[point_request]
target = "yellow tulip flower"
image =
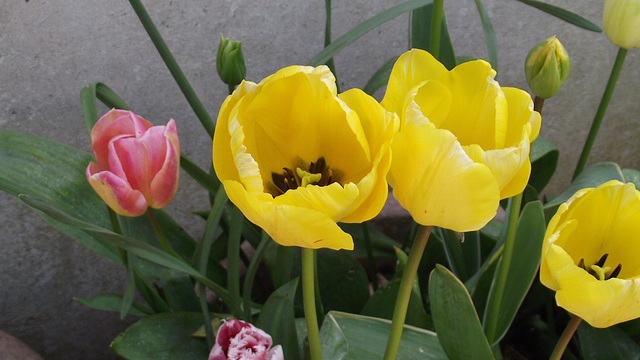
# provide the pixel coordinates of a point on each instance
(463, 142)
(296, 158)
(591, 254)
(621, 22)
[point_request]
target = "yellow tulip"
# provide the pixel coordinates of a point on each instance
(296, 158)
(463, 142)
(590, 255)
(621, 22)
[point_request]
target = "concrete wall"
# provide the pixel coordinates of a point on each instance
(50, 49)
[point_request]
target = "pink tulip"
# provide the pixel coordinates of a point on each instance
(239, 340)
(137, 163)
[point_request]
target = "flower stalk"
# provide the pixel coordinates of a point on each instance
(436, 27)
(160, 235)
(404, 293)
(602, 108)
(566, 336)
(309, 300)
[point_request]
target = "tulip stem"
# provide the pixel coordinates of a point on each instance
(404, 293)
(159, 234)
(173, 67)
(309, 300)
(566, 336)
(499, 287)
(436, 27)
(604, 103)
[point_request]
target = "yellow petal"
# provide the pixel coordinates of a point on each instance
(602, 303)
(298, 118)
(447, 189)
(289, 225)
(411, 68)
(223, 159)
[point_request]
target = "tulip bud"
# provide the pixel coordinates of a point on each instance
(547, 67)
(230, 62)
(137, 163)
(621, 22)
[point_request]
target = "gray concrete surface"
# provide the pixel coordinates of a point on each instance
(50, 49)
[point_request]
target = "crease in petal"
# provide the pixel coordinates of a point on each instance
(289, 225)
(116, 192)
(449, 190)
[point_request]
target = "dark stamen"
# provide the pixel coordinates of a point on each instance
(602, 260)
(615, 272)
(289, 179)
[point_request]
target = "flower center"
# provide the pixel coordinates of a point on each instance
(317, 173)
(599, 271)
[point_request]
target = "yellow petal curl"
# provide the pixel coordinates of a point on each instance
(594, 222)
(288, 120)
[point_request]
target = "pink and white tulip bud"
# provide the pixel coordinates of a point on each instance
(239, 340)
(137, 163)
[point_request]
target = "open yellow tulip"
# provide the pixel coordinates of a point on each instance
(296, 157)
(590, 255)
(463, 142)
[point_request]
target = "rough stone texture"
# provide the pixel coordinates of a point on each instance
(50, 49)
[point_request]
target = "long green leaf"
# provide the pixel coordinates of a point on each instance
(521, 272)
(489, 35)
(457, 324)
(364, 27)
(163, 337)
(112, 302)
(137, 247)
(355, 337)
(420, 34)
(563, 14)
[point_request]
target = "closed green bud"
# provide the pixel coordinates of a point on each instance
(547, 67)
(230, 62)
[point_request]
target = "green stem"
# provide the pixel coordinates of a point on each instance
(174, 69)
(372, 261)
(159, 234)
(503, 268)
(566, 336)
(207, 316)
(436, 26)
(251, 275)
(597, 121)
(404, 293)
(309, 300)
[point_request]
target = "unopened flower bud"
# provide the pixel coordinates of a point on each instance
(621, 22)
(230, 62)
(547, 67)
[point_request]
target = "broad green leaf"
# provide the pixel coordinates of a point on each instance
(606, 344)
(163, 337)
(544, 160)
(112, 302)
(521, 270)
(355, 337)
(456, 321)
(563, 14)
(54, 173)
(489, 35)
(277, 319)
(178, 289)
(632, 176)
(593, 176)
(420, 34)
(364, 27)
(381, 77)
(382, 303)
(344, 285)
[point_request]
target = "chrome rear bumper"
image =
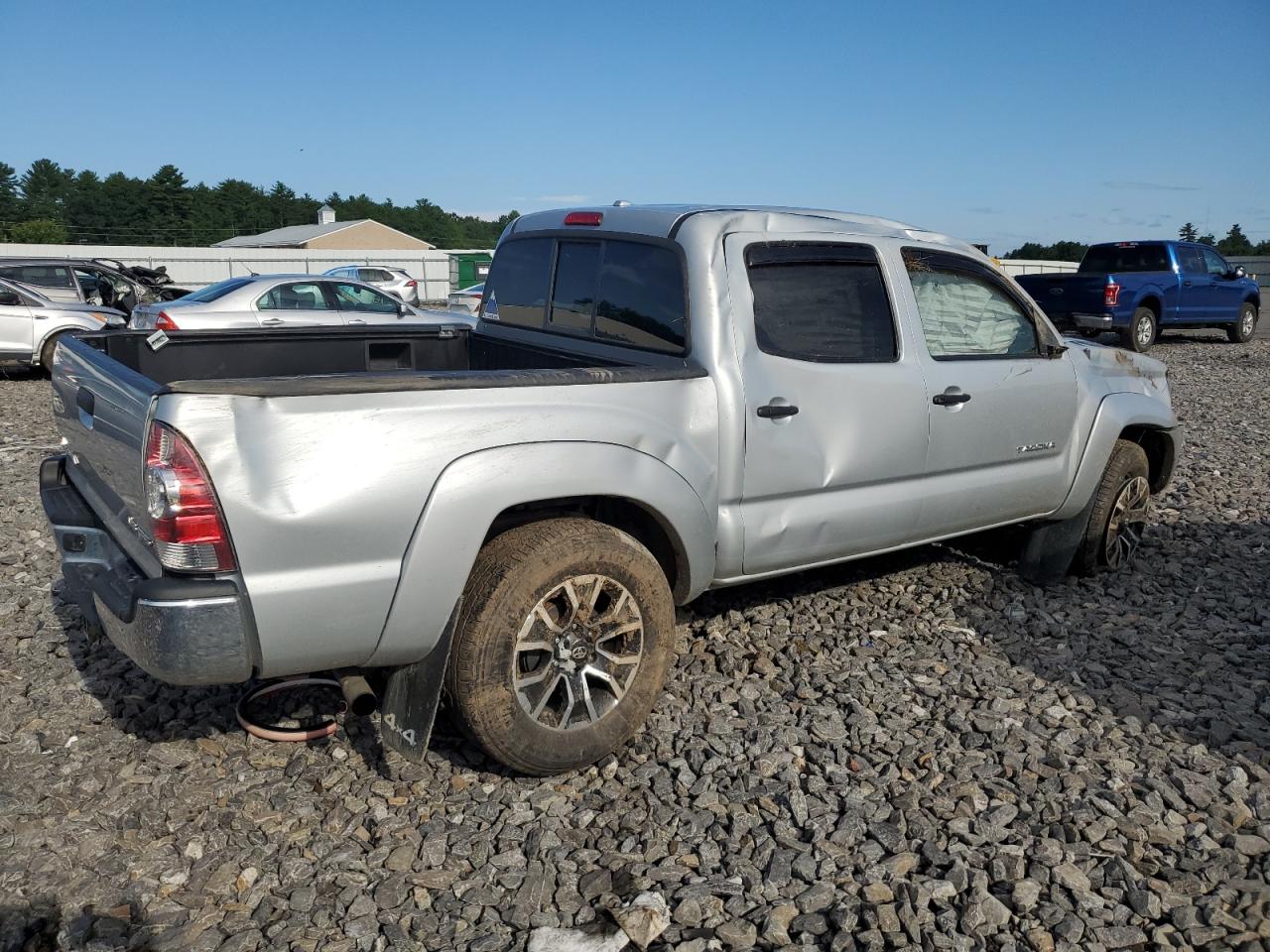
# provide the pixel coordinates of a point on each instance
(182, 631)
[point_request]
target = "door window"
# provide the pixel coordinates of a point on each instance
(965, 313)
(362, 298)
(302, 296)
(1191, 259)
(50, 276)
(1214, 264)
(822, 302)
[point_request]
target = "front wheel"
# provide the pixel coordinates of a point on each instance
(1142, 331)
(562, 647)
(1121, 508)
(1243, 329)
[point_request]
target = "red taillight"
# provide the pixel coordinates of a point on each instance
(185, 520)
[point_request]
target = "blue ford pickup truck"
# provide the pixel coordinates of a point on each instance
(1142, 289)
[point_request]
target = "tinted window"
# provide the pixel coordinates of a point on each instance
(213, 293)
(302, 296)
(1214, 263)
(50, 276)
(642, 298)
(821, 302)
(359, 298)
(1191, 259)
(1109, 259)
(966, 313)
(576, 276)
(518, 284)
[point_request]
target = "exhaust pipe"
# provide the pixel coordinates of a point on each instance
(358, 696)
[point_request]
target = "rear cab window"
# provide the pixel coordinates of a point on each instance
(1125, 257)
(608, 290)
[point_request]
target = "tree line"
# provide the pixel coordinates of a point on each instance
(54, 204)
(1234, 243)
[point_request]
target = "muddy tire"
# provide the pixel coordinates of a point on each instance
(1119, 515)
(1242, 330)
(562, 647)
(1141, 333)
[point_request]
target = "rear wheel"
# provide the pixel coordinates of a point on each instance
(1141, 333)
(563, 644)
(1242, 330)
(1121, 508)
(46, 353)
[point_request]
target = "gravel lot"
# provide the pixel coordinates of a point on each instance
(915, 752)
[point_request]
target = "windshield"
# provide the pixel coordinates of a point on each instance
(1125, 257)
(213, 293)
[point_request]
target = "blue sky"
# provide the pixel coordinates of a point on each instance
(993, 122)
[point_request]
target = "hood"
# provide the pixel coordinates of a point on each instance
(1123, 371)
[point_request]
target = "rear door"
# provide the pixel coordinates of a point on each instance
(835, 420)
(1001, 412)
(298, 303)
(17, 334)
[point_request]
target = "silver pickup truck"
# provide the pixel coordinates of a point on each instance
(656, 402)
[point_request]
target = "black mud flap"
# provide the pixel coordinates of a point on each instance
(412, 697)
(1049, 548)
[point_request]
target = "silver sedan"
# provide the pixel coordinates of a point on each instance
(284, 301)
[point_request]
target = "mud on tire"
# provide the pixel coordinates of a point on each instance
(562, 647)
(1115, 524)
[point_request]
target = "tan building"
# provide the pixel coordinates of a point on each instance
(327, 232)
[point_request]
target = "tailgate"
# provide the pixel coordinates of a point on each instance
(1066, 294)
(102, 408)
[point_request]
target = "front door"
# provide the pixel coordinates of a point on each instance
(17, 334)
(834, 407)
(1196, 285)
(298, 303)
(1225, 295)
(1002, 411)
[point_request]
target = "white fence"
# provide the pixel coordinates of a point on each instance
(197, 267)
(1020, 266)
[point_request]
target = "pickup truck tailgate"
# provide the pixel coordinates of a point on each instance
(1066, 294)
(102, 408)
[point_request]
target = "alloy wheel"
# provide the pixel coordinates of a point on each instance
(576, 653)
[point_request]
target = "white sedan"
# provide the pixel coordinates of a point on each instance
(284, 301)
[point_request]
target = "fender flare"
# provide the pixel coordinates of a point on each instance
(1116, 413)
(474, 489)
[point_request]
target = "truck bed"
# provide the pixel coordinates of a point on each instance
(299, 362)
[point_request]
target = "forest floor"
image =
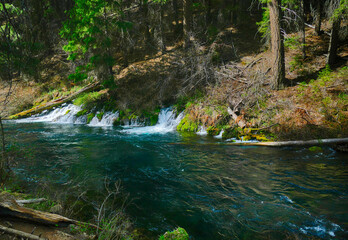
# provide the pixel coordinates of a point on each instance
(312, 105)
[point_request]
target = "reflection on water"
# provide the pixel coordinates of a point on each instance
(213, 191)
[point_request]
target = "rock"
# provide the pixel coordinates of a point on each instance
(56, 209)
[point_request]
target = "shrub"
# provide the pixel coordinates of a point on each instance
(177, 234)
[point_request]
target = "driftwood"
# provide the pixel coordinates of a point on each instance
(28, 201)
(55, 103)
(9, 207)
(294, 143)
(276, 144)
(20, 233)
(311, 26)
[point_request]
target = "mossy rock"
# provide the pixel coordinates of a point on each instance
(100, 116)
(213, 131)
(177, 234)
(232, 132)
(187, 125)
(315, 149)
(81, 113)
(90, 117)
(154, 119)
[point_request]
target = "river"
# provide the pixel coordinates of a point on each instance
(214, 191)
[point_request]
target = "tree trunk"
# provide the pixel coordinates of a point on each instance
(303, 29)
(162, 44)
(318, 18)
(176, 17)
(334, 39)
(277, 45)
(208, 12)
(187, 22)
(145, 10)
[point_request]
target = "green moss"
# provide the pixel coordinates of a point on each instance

^^^^^^^^

**Given request:** Locate each line in the items above that contains the string "tire", treating uppercase and lowercase as different, and copy those lines out in full.

**Final result:**
target = "muddy tire"
target = "mud on tire"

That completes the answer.